Segment Start: Records for this exercise
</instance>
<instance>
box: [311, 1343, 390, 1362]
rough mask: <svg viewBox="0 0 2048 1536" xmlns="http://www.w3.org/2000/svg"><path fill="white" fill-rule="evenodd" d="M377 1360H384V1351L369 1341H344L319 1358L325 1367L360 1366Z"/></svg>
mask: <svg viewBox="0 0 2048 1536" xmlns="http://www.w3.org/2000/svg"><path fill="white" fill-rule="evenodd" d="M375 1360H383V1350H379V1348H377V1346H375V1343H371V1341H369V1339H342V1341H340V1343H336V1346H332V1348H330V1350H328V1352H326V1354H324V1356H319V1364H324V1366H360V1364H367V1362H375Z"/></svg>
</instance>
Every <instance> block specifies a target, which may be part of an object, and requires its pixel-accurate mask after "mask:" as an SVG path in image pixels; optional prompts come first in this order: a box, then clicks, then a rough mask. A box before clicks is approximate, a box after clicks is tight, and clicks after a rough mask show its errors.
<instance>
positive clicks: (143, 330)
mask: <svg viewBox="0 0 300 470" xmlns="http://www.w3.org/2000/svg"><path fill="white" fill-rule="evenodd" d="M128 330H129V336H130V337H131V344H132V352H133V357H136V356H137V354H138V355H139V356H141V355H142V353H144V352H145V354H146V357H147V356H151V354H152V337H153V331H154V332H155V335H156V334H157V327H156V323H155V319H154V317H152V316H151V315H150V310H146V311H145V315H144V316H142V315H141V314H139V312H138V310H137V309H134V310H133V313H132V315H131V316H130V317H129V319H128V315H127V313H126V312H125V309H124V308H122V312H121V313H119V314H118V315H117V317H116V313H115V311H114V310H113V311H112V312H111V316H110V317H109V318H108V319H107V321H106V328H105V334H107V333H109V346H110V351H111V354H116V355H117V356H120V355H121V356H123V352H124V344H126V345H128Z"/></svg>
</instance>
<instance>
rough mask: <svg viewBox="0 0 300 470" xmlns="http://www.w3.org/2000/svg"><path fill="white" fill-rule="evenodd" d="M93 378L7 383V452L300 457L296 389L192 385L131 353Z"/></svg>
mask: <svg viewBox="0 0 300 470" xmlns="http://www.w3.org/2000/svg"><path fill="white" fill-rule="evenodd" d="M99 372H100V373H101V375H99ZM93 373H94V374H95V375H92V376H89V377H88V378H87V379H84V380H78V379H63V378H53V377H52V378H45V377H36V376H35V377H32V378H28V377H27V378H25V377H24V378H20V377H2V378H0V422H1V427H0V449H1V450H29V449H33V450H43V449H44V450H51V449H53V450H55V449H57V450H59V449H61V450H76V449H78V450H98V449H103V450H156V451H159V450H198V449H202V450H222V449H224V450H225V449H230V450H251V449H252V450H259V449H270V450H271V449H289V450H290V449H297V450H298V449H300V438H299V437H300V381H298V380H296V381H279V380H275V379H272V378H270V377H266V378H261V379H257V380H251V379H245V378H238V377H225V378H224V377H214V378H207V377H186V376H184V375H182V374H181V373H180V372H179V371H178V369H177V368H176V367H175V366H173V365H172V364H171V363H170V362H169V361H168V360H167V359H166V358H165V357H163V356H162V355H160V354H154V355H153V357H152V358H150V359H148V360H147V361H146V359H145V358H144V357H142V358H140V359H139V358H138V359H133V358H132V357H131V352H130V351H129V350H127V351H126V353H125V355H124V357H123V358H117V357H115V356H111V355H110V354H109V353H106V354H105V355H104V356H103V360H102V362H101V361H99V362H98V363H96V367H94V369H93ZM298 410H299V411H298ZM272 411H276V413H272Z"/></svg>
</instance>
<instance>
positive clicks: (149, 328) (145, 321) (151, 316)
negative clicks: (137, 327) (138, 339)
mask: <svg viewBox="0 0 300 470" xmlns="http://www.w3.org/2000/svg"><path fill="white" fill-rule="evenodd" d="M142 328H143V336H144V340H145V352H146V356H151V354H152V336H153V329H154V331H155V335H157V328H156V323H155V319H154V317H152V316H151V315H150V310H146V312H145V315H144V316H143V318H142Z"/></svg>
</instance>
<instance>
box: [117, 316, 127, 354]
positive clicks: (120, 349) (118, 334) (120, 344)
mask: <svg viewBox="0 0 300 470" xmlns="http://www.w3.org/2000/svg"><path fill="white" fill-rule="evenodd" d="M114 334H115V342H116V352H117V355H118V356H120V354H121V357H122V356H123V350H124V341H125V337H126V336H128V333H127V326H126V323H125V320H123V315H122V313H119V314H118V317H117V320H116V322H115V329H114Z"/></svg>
Segment End: Records for this exercise
_Assigned task_:
Reproduce the full set of entries above exactly, without dropping a line.

_Response area_:
</instance>
<instance>
box: [311, 1343, 390, 1362]
rough mask: <svg viewBox="0 0 2048 1536" xmlns="http://www.w3.org/2000/svg"><path fill="white" fill-rule="evenodd" d="M377 1360H384V1351L369 1341H344L319 1358L325 1367L360 1366Z"/></svg>
mask: <svg viewBox="0 0 2048 1536" xmlns="http://www.w3.org/2000/svg"><path fill="white" fill-rule="evenodd" d="M375 1360H383V1350H379V1348H377V1346H375V1343H371V1341H369V1339H342V1341H340V1343H336V1346H332V1348H330V1350H328V1352H326V1354H324V1356H319V1364H324V1366H360V1364H367V1362H375Z"/></svg>
</instance>
Every <instance> block specifies a target, which may be part of an object, and requires its pixel-accurate mask after "mask:" as an SVG path in image pixels; optional prompts come first in this order: a box, then clicks, then a rough mask. A box before clicks is approximate, a box after clicks is tight, and clicks after a rough mask show its errors.
<instance>
positive clicks: (143, 330)
mask: <svg viewBox="0 0 300 470" xmlns="http://www.w3.org/2000/svg"><path fill="white" fill-rule="evenodd" d="M128 330H129V336H130V337H131V344H132V352H133V357H136V356H137V354H138V355H139V356H141V355H142V353H144V352H145V354H146V357H147V356H151V354H152V337H153V331H154V332H155V335H156V334H157V327H156V323H155V319H154V317H152V316H151V315H150V310H146V311H145V315H144V316H142V315H141V314H139V312H138V310H137V309H134V310H133V313H132V315H131V316H130V317H129V319H128V315H127V313H126V312H125V309H124V308H122V312H121V313H119V314H118V315H117V317H116V313H115V311H114V310H113V311H112V312H111V316H110V317H109V318H108V319H107V321H106V328H105V334H107V333H109V346H110V351H111V354H116V355H117V356H120V355H121V356H123V352H124V344H126V345H128Z"/></svg>
</instance>
<instance>
rough mask: <svg viewBox="0 0 300 470" xmlns="http://www.w3.org/2000/svg"><path fill="white" fill-rule="evenodd" d="M93 378L7 383V452L300 457L296 389L192 385L131 353Z"/></svg>
mask: <svg viewBox="0 0 300 470" xmlns="http://www.w3.org/2000/svg"><path fill="white" fill-rule="evenodd" d="M99 372H100V373H101V375H99ZM93 373H94V374H95V375H92V376H89V377H88V378H87V379H84V380H78V379H63V378H53V377H52V378H45V377H36V376H35V377H32V378H28V377H27V378H25V377H24V378H20V377H2V378H0V422H1V427H0V449H1V450H29V449H33V450H43V449H44V450H51V449H53V450H55V449H57V450H59V449H61V450H76V449H78V450H98V449H103V450H156V451H159V450H198V449H202V450H222V449H224V450H225V449H230V450H251V449H252V450H259V449H270V450H271V449H289V450H290V449H297V450H298V449H300V438H299V437H300V381H298V380H296V381H279V380H275V379H272V378H270V377H266V378H261V379H257V380H251V379H245V378H238V377H225V378H224V377H214V378H207V377H186V376H184V375H182V374H181V373H180V372H179V371H178V369H177V368H176V367H175V366H173V365H172V364H171V363H170V362H169V361H168V360H167V359H166V358H165V357H163V356H162V355H160V354H154V355H153V357H152V358H150V359H148V360H147V361H146V359H145V358H144V357H142V358H140V359H139V358H138V359H133V358H132V357H131V352H130V351H129V350H127V351H126V353H125V355H124V357H123V358H117V357H115V356H111V355H110V354H109V353H106V354H105V355H104V356H103V360H102V362H101V361H99V362H98V363H96V367H94V369H93ZM298 410H299V411H298ZM272 411H276V413H272Z"/></svg>
</instance>
<instance>
positive clicks: (149, 328) (145, 321) (151, 316)
negative clicks: (137, 327) (138, 339)
mask: <svg viewBox="0 0 300 470" xmlns="http://www.w3.org/2000/svg"><path fill="white" fill-rule="evenodd" d="M142 328H143V336H144V340H145V352H146V356H151V354H152V336H153V329H154V331H155V335H157V328H156V323H155V319H154V317H152V316H151V315H150V310H146V312H145V315H144V316H143V318H142Z"/></svg>
</instance>
<instance>
box: [117, 316, 127, 354]
positive clicks: (120, 349) (118, 334) (120, 344)
mask: <svg viewBox="0 0 300 470" xmlns="http://www.w3.org/2000/svg"><path fill="white" fill-rule="evenodd" d="M114 334H115V342H116V352H117V355H118V356H120V354H121V357H122V356H123V350H124V341H125V337H126V336H128V333H127V326H126V323H125V320H123V315H122V313H119V314H118V317H117V320H116V322H115V329H114Z"/></svg>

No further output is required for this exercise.